* [Tugas A]
Tulis ulang tanpa mengubah apa pun bagian artikel tentang orangutan mulai dari "Lalu, sebanyak 500-800" sampai dengan "sebarannya juga berbeda.".
* [Tugas B]
Tentukan apakah setiap pernyataan berikut sesuai dengan artikel tentang orangutan, lalu jawab ya atau tidak sambil mengutip kata-kata dalam artikel yang menjadi penentunya: (i) survei bersama itu berlangsung selama dua tahun, yaitu 2014-2015; (ii) orangutan tapanuli tersebar di 10 metapopulasi; (iii) menurut Suci, jumlah orangutan di Sumatera memang bertambah sejak survei 2004.

* [Kutipan Dokumen]
--------------------------------------------------

REPUBLIKA.CO.ID, JAKARTA -- Hasil survei bersama sejumlah peneliti lintas negara menemukan bahwa populasi orangutan hanya tersisa di sebagian wilayah Indonesia dan Malaysia. Jumlah individu satwa dilindungi itu tersisa sekitar 60 ribu saja.
Dosen Biologi Universitas Nasional, Dr Sri Suci Utami Atmoko, mengatakan, jumlah orangutan itu didapatkan lewat survei yang dirinya lakukan bersama peneliti lain dari Malaysia dan negara lain. Survei bersama tersebut dilakukan selama dua tahun penuh pada 2014-2015 dan hasilnya dirilis pada 2016.
"(Berdasarkan survei tersebut) terdapat sekitar 60 ribu individu orangutan yang tersebar di 40 metapopulasi," kata Suci, seorang ilmuwan yang sudah 30 tahun meneliti orangutan, dalam seminar daring yang digelar Auriga Nusantara, Senin (13/12).
Suci memerinci, sebanyak 13.710 individu orangutan di antaranya adalah Orangutan sumatera (Pongo Abelii). Mereka tersebar di 10 metapopulasi di sebelah barat danau Toba, Sumatera Utara, sampai ke Aceh.
Lalu, sebanyak 500-800 individu orangutan tapanuli (Pongo tapanuliensis) yang hanya ada di satu metapopulasi, yakni di Kecamatan Batan Toru, Kabupaten Tapanuli Selatan, Sumatera Utara dan sekitarnya.
Terakhir, Orangutan kalimantan (Pongo pygmaeus) sebanyak 45 ribuan individu yang tersebar di 29 metapopulasi. Orangutan kalimantan ini terbagi atas tiga subspesies yang wilayah sebarannya juga berbeda.
Subspesies Pongo pygmaeus pygmaeus tersebar di sebelah utara dan barat Sungai Kapuas di Kalimantan Barat. Kemudian, Pongo pygmaeus wurmbii yang tersebar di bagian selatan dan timur dari Sungai Kapuas Kalimantan Barat hingga Kabupaten Tabalong, Kalimantan Selatan.
"Ini (Pongo pygmaeus wurmbii) sebaran populasi paling luas dan paling tinggi populasinya," kata Suci.
Subspesies ketiga adalah Pongo pygmaeus morio yang tersebar di sebelah utara Sungai Mahakam hingga ke wilayah Sabah, Malaysia.
Menurut Suci, hasil survei pada 2004 menemukan populasi orangutan hanya tersisa sebanyak 7 ribuan di Sumatera. Tapi, hal ini bukan berarti jumlah satwa dilindungi itu melonjak dengan temuan 13 ribu lebih individu pada 2016. Peningkatan jumlah temuan itu semata-mata karena adanya perbaikan metode survei dan teknis survei.
"Jangan salah paham. Sebab yang namanya ilmu berkembang terus, metode semakin baik. Nah itu bukan berarti populasi orangutan tambah banyak, karena di sana tantangan dan konflik juga banyak," kata dia menegaskan.
Suci menambahkan, ada banyak tantangan bagi orangutan untuk bertahan dari kepunahan. Pertama, alih fungsi lahan atau habitat orangutan menjadi perkebunan sawit, area pertambangan, maupun untuk pembangunan infrastruktur.
Kedua, perburuan oleh manusia. Baik itu perburuan untuk diperjualbelikan ataupun perburuan karena adanya konflik dengan manusia. Konflik antara manusia dan orangutan muncul karena habitat asli mereka telah beralih fungsi.
"Ketiga, kebakaran hutan. Seperti halnya kebakaran hutan masif pada 2015 dan 2019," kata Suci.

--------------------------------------------------

Cuplikan data

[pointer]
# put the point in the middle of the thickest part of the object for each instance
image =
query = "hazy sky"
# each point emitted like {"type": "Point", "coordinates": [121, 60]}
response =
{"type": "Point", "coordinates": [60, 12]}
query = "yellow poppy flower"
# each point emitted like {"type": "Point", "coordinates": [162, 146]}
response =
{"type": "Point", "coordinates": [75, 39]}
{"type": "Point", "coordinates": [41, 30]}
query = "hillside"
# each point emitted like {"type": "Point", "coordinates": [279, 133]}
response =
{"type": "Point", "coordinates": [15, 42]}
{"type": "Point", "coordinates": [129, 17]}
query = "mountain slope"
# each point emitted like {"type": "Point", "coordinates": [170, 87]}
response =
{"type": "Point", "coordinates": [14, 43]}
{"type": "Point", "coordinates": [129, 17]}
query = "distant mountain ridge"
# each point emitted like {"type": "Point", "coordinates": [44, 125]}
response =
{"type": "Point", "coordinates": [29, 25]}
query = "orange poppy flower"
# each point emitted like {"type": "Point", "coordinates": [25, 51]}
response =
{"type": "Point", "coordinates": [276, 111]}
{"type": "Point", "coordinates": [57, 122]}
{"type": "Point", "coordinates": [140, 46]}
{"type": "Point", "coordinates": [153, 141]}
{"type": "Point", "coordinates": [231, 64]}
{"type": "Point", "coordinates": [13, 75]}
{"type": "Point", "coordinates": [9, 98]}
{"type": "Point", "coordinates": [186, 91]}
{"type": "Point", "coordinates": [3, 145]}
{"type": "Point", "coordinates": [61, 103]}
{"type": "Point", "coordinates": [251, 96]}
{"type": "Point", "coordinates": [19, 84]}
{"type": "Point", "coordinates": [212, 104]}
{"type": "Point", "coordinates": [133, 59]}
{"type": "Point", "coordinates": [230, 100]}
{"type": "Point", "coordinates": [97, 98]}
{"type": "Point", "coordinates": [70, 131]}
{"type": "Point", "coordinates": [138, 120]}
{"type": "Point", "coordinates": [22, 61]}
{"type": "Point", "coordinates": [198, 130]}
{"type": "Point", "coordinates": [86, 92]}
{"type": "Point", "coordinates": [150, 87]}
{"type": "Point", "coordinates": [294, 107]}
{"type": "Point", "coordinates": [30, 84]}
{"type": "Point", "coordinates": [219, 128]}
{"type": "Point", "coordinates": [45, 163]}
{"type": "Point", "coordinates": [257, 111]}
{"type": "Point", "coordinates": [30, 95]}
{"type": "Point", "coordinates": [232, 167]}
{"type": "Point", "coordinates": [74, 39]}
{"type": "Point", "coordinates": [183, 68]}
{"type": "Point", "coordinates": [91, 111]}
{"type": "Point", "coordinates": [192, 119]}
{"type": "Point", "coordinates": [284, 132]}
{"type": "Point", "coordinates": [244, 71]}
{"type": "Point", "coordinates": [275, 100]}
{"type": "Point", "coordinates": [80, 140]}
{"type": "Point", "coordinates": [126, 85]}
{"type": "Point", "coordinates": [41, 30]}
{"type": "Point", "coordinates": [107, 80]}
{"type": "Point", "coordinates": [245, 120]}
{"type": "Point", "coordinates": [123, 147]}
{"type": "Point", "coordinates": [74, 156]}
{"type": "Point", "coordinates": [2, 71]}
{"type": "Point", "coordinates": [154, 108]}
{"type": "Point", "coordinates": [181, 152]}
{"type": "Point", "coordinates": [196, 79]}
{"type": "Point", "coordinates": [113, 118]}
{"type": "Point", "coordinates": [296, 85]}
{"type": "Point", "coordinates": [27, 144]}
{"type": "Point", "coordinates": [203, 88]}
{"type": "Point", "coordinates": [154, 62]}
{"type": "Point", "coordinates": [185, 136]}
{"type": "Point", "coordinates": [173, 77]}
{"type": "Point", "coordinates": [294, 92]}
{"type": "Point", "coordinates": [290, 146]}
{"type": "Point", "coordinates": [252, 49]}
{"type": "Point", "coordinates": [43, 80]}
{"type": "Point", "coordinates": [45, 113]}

--------------------------------------------------

* [Jawaban Tertulis A]
Lalu, sebanyak 500-800 individu orangutan tapanuli (Pongo tapanuliensis) yang hanya ada di satu metapopulasi, yakni di Kecamatan Batan Toru, Kabupaten Tapanuli Selatan, Sumatera Utara dan sekitarnya.
Terakhir, Orangutan kalimantan (Pongo pygmaeus) sebanyak 45 ribuan individu yang tersebar di 29 metapopulasi. Orangutan kalimantan ini terbagi atas tiga subspesies yang wilayah sebarannya juga berbeda.

* [Jawaban Tertulis B]
(i) Ya: "Survei bersama tersebut dilakukan selama dua tahun penuh pada 2014-2015"
(ii) Tidak: "hanya ada di satu metapopulasi"
(iii) Tidak: "Peningkatan jumlah temuan itu semata-mata karena adanya perbaikan metode survei dan teknis survei."